Johnson & Johnson joined Pfizer-BioNTech and Moderna on Monday in saying it will test how well its vaccine works against the worrisome variant that emerged in southern Africa and will develop a booster tailored to the strain, called Omicron, if necessary.
Dr. Mathai Mammen, head of research and development for J&J’s pharmaceutical division, Janssen, said the firm had confidence that its vaccine stimulated a robust and lasting immune response. Nonetheless, the New Jersey-based health care company is working with scientists in South Africa to gauge its real-world effectiveness against the new variant, which has spread quickly in that region and been identified in countries outside Africa, including in Britain, Belgium, Australia, Canada, and Israel.
“In parallel, we have begun work to design and develop a new vaccine against Omicron and will rapidly progress it into clinical studies, if needed,” Mammen said in a statement Monday morning.
Dr. Dan Barouch, head of the Center for Virology and Vaccine Research at Beth Israel Deaconess Medical Center, which helped to develop the J&J vaccine and tested it on laboratory animals, said his lab is starting to synthesize the heavily mutated spike protein of the new variant using the genetic sequence that was posted online on Thanksgiving by South African scientists. But Barouch said it will be a few weeks before his lab can run tests to determine if the three vaccines cleared in the US work against Omicron.
Pfizer’s German partner, BioNTech, said Friday it expects to have more laboratory data on the effectiveness of its messenger RNA vaccine against Omicron “in two weeks at the latest.” If the variant can elude the immune responses stimulated by the vaccine, the company should be able to tweak the vaccine within six weeks and ship initial batches within 100 days, the firm said.
Moderna, whose vaccine also relies on mRNA, issued a similar statement on Friday, saying it is testing boosters against variants with features similar to Omicron. The company said it is also working on an Omicron-specific booster and has repeatedly demonstrated that it can get new potential coronavirus vaccines into clinical trials in two to three months.
Unlike the mRNA vaccines, the J&J vaccine uses a virus that causes colds to deliver part of the spike protein of the coronavirus into cells to stimulate an immune response. The Food and Drug Administration has authorized booster shots in adults for all three vaccines because of concerns about waning immune responses.

Required actions:
(1) According to the article on vaccine makers and the Omicron variant, why has the Food and Drug Administration authorized booster shots in adults for all three vaccines? Answer in one to three sentences.
(2) Duplicate the part of the Omicron vaccine article from "Dr. Dan Barouch, head" to "work against Omicron.".
(3) In the article on vaccine makers and the Omicron variant, how long does Moderna say it has repeatedly shown it takes to get new potential coronavirus vaccines into clinical trials?
You will not need the data that comes after the article.

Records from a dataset
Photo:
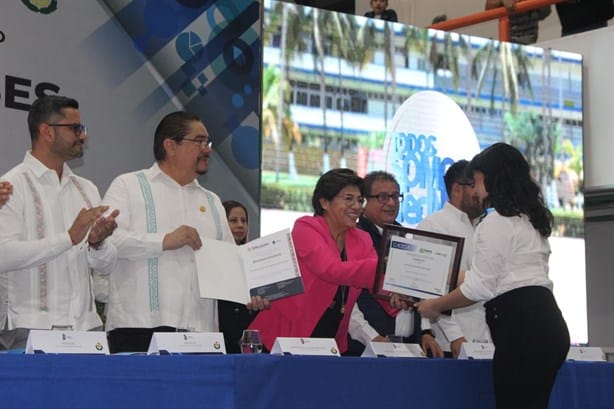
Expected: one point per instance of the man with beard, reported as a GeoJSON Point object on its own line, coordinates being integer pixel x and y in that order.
{"type": "Point", "coordinates": [457, 218]}
{"type": "Point", "coordinates": [154, 287]}
{"type": "Point", "coordinates": [53, 231]}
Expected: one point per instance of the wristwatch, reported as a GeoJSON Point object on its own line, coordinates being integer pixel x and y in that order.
{"type": "Point", "coordinates": [428, 332]}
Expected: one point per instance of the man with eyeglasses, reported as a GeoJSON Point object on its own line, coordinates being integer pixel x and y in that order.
{"type": "Point", "coordinates": [457, 218]}
{"type": "Point", "coordinates": [165, 212]}
{"type": "Point", "coordinates": [53, 231]}
{"type": "Point", "coordinates": [373, 319]}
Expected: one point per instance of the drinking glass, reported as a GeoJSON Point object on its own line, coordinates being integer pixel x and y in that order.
{"type": "Point", "coordinates": [251, 342]}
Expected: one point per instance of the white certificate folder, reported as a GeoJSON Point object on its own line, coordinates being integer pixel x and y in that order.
{"type": "Point", "coordinates": [266, 266]}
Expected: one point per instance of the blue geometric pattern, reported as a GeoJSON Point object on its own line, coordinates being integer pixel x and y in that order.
{"type": "Point", "coordinates": [216, 72]}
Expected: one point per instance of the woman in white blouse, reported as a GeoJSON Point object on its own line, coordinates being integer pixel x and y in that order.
{"type": "Point", "coordinates": [510, 271]}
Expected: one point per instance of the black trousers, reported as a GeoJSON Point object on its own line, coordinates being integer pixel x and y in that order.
{"type": "Point", "coordinates": [133, 339]}
{"type": "Point", "coordinates": [531, 343]}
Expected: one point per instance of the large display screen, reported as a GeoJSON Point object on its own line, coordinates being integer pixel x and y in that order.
{"type": "Point", "coordinates": [345, 91]}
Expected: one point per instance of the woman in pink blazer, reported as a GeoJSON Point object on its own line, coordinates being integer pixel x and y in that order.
{"type": "Point", "coordinates": [336, 260]}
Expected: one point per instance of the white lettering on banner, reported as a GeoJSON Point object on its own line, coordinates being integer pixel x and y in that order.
{"type": "Point", "coordinates": [17, 91]}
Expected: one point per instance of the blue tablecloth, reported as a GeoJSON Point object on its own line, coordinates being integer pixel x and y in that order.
{"type": "Point", "coordinates": [264, 381]}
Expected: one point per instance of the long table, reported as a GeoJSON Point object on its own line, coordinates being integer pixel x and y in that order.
{"type": "Point", "coordinates": [265, 381]}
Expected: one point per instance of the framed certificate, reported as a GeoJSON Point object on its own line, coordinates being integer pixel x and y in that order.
{"type": "Point", "coordinates": [417, 264]}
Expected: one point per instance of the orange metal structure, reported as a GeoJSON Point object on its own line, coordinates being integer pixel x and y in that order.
{"type": "Point", "coordinates": [500, 13]}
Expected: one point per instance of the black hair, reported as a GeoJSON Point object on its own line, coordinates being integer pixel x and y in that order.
{"type": "Point", "coordinates": [331, 183]}
{"type": "Point", "coordinates": [511, 189]}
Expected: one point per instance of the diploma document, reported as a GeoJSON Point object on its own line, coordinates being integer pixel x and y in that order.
{"type": "Point", "coordinates": [417, 263]}
{"type": "Point", "coordinates": [266, 266]}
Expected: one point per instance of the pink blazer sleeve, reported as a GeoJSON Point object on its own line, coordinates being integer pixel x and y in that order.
{"type": "Point", "coordinates": [315, 248]}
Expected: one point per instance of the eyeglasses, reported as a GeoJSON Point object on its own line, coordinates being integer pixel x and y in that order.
{"type": "Point", "coordinates": [204, 143]}
{"type": "Point", "coordinates": [349, 200]}
{"type": "Point", "coordinates": [78, 129]}
{"type": "Point", "coordinates": [384, 197]}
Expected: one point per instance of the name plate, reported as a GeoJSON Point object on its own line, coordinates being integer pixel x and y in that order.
{"type": "Point", "coordinates": [477, 350]}
{"type": "Point", "coordinates": [305, 346]}
{"type": "Point", "coordinates": [591, 354]}
{"type": "Point", "coordinates": [393, 350]}
{"type": "Point", "coordinates": [187, 343]}
{"type": "Point", "coordinates": [67, 342]}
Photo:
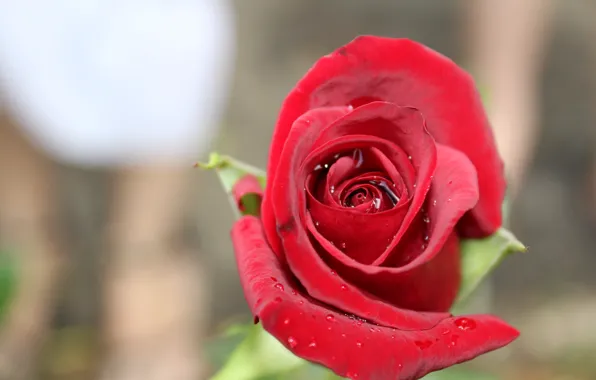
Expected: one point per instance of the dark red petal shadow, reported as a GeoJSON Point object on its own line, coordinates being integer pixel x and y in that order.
{"type": "Point", "coordinates": [404, 127]}
{"type": "Point", "coordinates": [431, 280]}
{"type": "Point", "coordinates": [406, 73]}
{"type": "Point", "coordinates": [362, 236]}
{"type": "Point", "coordinates": [288, 201]}
{"type": "Point", "coordinates": [350, 347]}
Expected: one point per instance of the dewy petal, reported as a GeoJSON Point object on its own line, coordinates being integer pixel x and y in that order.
{"type": "Point", "coordinates": [323, 119]}
{"type": "Point", "coordinates": [351, 347]}
{"type": "Point", "coordinates": [288, 199]}
{"type": "Point", "coordinates": [407, 73]}
{"type": "Point", "coordinates": [431, 280]}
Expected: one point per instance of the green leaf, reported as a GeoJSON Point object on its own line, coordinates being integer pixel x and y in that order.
{"type": "Point", "coordinates": [480, 256]}
{"type": "Point", "coordinates": [456, 373]}
{"type": "Point", "coordinates": [8, 281]}
{"type": "Point", "coordinates": [230, 171]}
{"type": "Point", "coordinates": [259, 356]}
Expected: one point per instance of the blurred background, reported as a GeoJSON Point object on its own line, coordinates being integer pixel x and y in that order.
{"type": "Point", "coordinates": [118, 252]}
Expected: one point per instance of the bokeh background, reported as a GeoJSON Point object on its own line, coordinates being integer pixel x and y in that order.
{"type": "Point", "coordinates": [83, 319]}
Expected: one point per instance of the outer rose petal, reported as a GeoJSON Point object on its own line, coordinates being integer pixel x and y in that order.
{"type": "Point", "coordinates": [329, 116]}
{"type": "Point", "coordinates": [409, 74]}
{"type": "Point", "coordinates": [350, 347]}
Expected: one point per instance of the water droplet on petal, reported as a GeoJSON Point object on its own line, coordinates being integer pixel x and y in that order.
{"type": "Point", "coordinates": [424, 344]}
{"type": "Point", "coordinates": [377, 203]}
{"type": "Point", "coordinates": [465, 324]}
{"type": "Point", "coordinates": [358, 157]}
{"type": "Point", "coordinates": [292, 342]}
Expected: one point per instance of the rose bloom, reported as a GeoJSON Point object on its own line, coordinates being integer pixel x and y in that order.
{"type": "Point", "coordinates": [382, 160]}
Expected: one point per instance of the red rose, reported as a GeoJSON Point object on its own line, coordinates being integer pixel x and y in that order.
{"type": "Point", "coordinates": [381, 160]}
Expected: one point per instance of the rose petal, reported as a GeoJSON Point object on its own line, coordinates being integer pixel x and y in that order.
{"type": "Point", "coordinates": [322, 120]}
{"type": "Point", "coordinates": [288, 200]}
{"type": "Point", "coordinates": [350, 347]}
{"type": "Point", "coordinates": [431, 280]}
{"type": "Point", "coordinates": [406, 73]}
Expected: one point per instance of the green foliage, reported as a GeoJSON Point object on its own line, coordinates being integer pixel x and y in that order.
{"type": "Point", "coordinates": [8, 281]}
{"type": "Point", "coordinates": [480, 256]}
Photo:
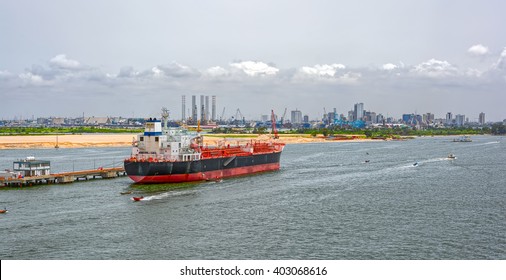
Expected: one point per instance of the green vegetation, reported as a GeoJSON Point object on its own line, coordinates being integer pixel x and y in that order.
{"type": "Point", "coordinates": [391, 132]}
{"type": "Point", "coordinates": [64, 130]}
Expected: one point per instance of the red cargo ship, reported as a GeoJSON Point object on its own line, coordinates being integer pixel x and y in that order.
{"type": "Point", "coordinates": [172, 155]}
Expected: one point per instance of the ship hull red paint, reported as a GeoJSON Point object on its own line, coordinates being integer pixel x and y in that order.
{"type": "Point", "coordinates": [204, 176]}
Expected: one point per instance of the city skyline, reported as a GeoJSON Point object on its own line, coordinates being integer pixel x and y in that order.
{"type": "Point", "coordinates": [134, 58]}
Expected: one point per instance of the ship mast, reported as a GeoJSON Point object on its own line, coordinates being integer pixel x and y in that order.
{"type": "Point", "coordinates": [273, 121]}
{"type": "Point", "coordinates": [165, 117]}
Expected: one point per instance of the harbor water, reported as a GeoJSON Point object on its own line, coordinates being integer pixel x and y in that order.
{"type": "Point", "coordinates": [326, 202]}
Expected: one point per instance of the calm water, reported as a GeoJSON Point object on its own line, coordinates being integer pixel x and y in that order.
{"type": "Point", "coordinates": [324, 203]}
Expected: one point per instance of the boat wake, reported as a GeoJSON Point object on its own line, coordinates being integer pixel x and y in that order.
{"type": "Point", "coordinates": [168, 195]}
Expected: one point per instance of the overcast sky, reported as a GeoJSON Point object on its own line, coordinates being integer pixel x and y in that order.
{"type": "Point", "coordinates": [130, 58]}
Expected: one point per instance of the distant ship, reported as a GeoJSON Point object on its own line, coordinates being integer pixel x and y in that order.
{"type": "Point", "coordinates": [173, 155]}
{"type": "Point", "coordinates": [464, 138]}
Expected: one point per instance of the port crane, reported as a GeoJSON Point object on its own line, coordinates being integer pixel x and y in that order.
{"type": "Point", "coordinates": [273, 121]}
{"type": "Point", "coordinates": [239, 114]}
{"type": "Point", "coordinates": [283, 118]}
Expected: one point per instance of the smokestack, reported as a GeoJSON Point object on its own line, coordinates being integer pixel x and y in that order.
{"type": "Point", "coordinates": [213, 116]}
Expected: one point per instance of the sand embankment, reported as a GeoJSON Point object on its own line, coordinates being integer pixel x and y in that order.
{"type": "Point", "coordinates": [125, 140]}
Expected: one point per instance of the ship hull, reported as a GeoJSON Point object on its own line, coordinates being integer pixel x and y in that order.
{"type": "Point", "coordinates": [201, 170]}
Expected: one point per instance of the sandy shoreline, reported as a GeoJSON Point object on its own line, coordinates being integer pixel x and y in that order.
{"type": "Point", "coordinates": [125, 140]}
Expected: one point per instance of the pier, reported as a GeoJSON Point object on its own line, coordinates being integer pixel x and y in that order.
{"type": "Point", "coordinates": [63, 177]}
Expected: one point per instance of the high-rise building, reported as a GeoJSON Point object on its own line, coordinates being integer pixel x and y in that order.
{"type": "Point", "coordinates": [482, 118]}
{"type": "Point", "coordinates": [213, 113]}
{"type": "Point", "coordinates": [460, 120]}
{"type": "Point", "coordinates": [202, 109]}
{"type": "Point", "coordinates": [207, 115]}
{"type": "Point", "coordinates": [358, 112]}
{"type": "Point", "coordinates": [296, 116]}
{"type": "Point", "coordinates": [449, 118]}
{"type": "Point", "coordinates": [183, 107]}
{"type": "Point", "coordinates": [194, 109]}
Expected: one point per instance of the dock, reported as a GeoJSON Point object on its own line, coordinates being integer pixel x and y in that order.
{"type": "Point", "coordinates": [64, 177]}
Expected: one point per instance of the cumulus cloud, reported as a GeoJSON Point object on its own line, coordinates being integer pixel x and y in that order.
{"type": "Point", "coordinates": [478, 50]}
{"type": "Point", "coordinates": [501, 62]}
{"type": "Point", "coordinates": [216, 71]}
{"type": "Point", "coordinates": [174, 70]}
{"type": "Point", "coordinates": [61, 61]}
{"type": "Point", "coordinates": [254, 68]}
{"type": "Point", "coordinates": [435, 69]}
{"type": "Point", "coordinates": [127, 72]}
{"type": "Point", "coordinates": [34, 79]}
{"type": "Point", "coordinates": [4, 75]}
{"type": "Point", "coordinates": [322, 70]}
{"type": "Point", "coordinates": [389, 66]}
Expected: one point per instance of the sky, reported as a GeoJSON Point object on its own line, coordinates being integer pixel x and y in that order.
{"type": "Point", "coordinates": [129, 58]}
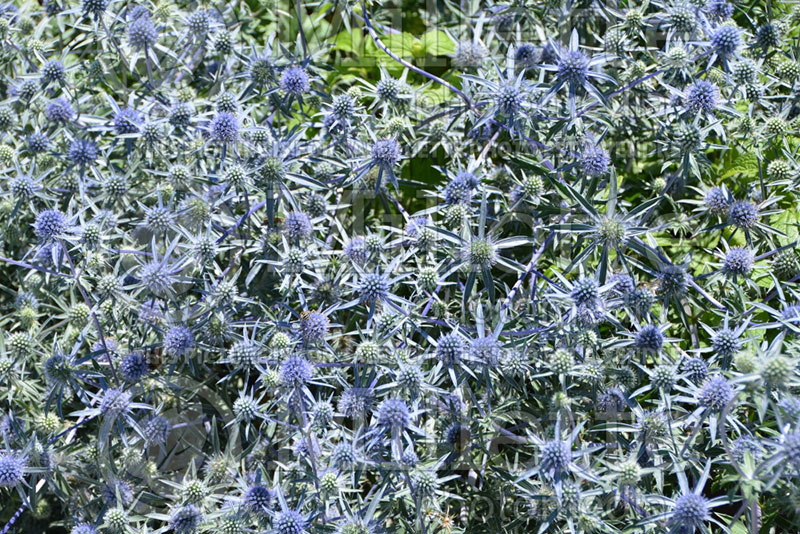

Per-task answers:
(1) The Food and Drug Administration authorized booster shots in adults for all three vaccines because of concerns about waning immune responses.

(2)
Dr. Dan Barouch, head of the Center for Virology and Vaccine Research at Beth Israel Deaconess Medical Center, which helped to develop the J&J vaccine and tested it on laboratory animals, said his lab is starting to synthesize the heavily mutated spike protein of the new variant using the genetic sequence that was posted online on Thanksgiving by South African scientists. But Barouch said it will be a few weeks before his lab can run tests to determine if the three vaccines cleared in the US work against Omicron.

(3) Two to three months.